== EXCERPT PROVIDED

The objective of the current study is to compare the molecular profiles of clinically actionable genetic alterations in early and late non-small cell lung cancer in our cohort.

2. Methods

2.1. Study Design and Setting

A propensity matched cohort study was conducted at the BC Cancer (Vancouver Cancer Centre or VCC) and the Vancouver General Hospital (VGH) Division of Thoracic Surgery. Tumor molecular data derived during the time period August 2019 to August 2021. This study, #H18-03295-A009, was approved by the BC Cancer Institutional research ethics board.

2.2. Participants and Data Sources

Prospectively collected molecular, demographic, and smoking status variables for consecutive cases of early and late-stage NSCLC were retrospectively analyzed. The early-stage NSCLC dataset was derived from that collected as part of a separate pilot study database assessing the use of targeted cancer gene panels in early-stage NSCLC patients. Early-stage NSCLC patients were eligible for targeted molecular testing as part of this study following surgical resection for early stage I/II NSCLC (American Joint Commission on Cancer [AJCC] Staging 8th edition) [4] if their tumor was ≥10 mm in maximal diameter and solid in morphology on preoperative CT chest. The early-stage NSCLC patient group additionally underwent standard of case physiologic assessment including detailed pulmonary function testing and clinical staging with fluorodeoxyglucose positron emission tomography (FDG-PET) scan [15]. A selective approach to preoperative invasive mediastinal staging was undertaken. The late-stage NSCLC variables were derived from the Cancer Genetics & Genomics Laboratory (CGL) testing database of patients who presented to BC Cancer for management on unresectable late-stage NSCLC.

====

**EXERCISE 1**
Using the lung cancer study excerpt, answer these:
(a) At which two sites was the study conducted?
(b) During what time period was the tumor molecular data derived?
(c) What minimum maximal tumor diameter made early-stage patients eligible for targeted molecular testing?
**EXERCISE 2**
State whether each statement agrees with the lung cancer study excerpt. Answer yes or no, and quote the words that decide it.
(a) The study received approval from the BC Cancer Institutional research ethics board.
(b) Every early-stage patient underwent preoperative invasive mediastinal staging.
(c) The late-stage NSCLC variables came from the pilot study database.

== GIVEN ENTRIES

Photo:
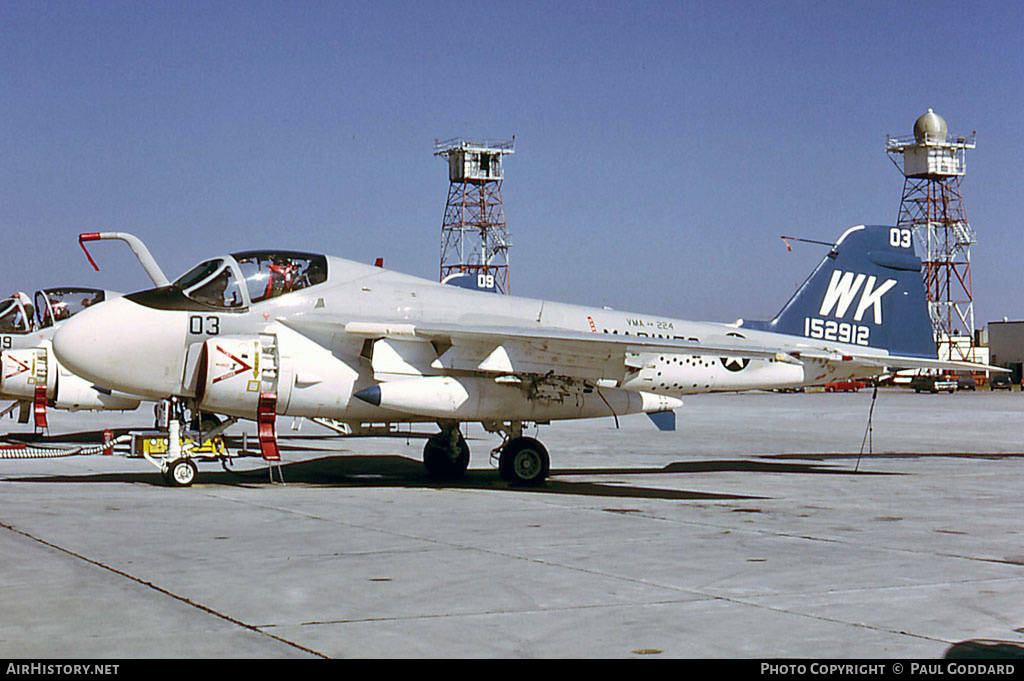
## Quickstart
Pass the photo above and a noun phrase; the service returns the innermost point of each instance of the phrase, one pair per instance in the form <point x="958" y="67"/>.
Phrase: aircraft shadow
<point x="395" y="471"/>
<point x="985" y="649"/>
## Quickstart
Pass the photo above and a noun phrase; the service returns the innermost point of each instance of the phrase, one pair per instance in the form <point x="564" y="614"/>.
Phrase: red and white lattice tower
<point x="932" y="206"/>
<point x="474" y="235"/>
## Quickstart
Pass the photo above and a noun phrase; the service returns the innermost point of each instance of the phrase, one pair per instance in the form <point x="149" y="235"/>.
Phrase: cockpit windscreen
<point x="212" y="283"/>
<point x="13" y="317"/>
<point x="271" y="273"/>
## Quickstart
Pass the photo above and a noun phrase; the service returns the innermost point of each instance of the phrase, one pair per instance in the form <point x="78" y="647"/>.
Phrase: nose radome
<point x="125" y="346"/>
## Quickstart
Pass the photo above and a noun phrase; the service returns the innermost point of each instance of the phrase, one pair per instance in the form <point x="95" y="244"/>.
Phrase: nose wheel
<point x="180" y="473"/>
<point x="523" y="461"/>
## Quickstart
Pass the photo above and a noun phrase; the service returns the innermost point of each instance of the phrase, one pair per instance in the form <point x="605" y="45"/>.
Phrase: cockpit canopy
<point x="53" y="305"/>
<point x="15" y="314"/>
<point x="19" y="315"/>
<point x="237" y="281"/>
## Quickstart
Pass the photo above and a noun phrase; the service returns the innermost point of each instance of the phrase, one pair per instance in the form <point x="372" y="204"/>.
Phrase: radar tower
<point x="474" y="235"/>
<point x="932" y="206"/>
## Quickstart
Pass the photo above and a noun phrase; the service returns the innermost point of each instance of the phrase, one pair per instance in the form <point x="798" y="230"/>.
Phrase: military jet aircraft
<point x="262" y="333"/>
<point x="30" y="374"/>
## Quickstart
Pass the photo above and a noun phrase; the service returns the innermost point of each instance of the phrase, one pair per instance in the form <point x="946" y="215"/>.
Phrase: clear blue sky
<point x="663" y="147"/>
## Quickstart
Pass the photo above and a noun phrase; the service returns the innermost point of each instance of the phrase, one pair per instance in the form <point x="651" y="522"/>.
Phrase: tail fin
<point x="866" y="291"/>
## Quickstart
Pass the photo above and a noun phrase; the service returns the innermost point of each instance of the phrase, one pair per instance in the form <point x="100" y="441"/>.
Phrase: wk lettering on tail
<point x="843" y="289"/>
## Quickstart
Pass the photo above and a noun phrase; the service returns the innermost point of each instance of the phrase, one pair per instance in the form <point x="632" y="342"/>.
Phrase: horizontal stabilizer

====

**WRITTEN RESPONSE 1**
(a) BC Cancer (Vancouver Cancer Centre or VCC) and the Vancouver General Hospital (VGH) Division of Thoracic Surgery
(b) August 2019 to August 2021
(c) 10 mm (≥10 mm in maximal diameter)

**WRITTEN RESPONSE 2**
(a) Yes: "This study, #H18-03295-A009, was approved by the BC Cancer Institutional research ethics board."
(b) No: "A selective approach to preoperative invasive mediastinal staging was undertaken."
(c) No: "The late-stage NSCLC variables were derived from the Cancer Genetics & Genomics Laboratory (CGL) testing database"